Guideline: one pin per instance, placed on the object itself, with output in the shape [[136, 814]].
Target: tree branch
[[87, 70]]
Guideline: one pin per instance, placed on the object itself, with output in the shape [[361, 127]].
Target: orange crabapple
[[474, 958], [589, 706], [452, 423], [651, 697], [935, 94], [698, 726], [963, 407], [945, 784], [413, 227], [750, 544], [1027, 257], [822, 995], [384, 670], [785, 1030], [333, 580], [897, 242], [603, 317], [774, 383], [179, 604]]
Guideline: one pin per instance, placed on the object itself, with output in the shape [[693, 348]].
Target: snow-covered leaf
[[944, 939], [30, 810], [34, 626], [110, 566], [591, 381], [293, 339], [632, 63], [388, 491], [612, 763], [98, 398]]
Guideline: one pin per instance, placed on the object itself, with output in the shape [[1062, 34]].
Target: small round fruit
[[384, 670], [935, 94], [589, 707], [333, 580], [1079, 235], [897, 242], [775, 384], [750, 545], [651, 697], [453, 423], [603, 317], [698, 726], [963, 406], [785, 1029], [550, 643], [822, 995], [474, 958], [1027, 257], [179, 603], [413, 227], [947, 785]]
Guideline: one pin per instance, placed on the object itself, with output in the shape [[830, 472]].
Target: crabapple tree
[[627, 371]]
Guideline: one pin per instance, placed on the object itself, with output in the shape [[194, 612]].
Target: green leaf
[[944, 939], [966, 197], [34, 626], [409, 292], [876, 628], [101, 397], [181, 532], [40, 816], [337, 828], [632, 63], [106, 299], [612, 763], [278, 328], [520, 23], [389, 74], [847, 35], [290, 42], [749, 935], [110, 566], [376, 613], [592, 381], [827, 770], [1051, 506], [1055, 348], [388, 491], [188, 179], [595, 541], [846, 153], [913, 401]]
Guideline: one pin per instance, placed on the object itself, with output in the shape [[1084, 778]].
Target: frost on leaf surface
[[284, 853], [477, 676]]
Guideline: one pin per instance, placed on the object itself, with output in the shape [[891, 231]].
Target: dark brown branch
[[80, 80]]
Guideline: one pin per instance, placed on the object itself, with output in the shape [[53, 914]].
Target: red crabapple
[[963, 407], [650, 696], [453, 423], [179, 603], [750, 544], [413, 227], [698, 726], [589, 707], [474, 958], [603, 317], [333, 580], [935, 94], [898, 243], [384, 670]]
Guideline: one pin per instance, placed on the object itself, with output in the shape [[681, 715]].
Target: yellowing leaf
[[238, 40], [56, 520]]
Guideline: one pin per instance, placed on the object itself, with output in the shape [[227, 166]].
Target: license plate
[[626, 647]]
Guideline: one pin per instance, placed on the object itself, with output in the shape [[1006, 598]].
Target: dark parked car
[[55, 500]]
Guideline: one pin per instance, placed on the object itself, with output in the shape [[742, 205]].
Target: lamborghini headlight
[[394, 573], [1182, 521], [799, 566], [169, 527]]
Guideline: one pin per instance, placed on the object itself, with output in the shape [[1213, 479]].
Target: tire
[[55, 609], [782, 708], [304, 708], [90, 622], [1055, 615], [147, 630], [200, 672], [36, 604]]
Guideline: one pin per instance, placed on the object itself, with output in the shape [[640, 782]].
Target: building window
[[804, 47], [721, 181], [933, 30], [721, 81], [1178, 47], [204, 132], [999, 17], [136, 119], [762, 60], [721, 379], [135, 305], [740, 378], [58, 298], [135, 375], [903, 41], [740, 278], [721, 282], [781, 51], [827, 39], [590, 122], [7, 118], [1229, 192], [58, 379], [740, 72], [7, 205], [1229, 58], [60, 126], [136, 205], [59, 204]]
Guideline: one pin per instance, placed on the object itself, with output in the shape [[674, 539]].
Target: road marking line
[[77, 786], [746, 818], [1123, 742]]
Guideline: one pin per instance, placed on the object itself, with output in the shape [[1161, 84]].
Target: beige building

========

**WRITTEN INSTRUCTION:** Extract every line from the one containing "shape [[1006, 598]]." through the last line of the data, inclusive, exactly as written.

**WRITTEN ANSWER:**
Guideline: one pin per instance, placed on the object itself, with output in the shape [[1006, 598]].
Target: dark parked car
[[55, 500]]
Guideline: one pin per instance, placed on the object itself, with output in the shape [[742, 205]].
Target: lamborghini headlight
[[394, 573], [1182, 521], [799, 566], [169, 527]]
Guideline: one pin per instance, placed on the object itself, with output in the shape [[1213, 479]].
Target: tire
[[55, 609], [782, 708], [304, 708], [90, 622], [1055, 615], [147, 630], [200, 672], [36, 604]]
Guideline: one pin per instance, placed on the object itself, with output in the shape [[640, 782]].
Target: building window
[[804, 47], [721, 181], [933, 30], [721, 81], [1178, 47], [204, 132], [999, 17], [136, 119], [762, 60], [721, 379], [135, 305], [740, 378], [58, 298], [135, 375], [903, 41], [740, 278], [721, 282], [781, 51], [827, 39], [590, 122], [7, 118], [1229, 192], [58, 379], [740, 72], [7, 205], [1229, 58], [60, 126], [136, 205], [59, 204]]
Guideline: one pin per instance, placed on the object itself, with output in the shape [[674, 539]].
Target: road marking line
[[77, 786], [746, 818], [1123, 742]]
Guideline: one pin per instance, placed on the object itself, with output in the shape [[1161, 84]].
Target: beige building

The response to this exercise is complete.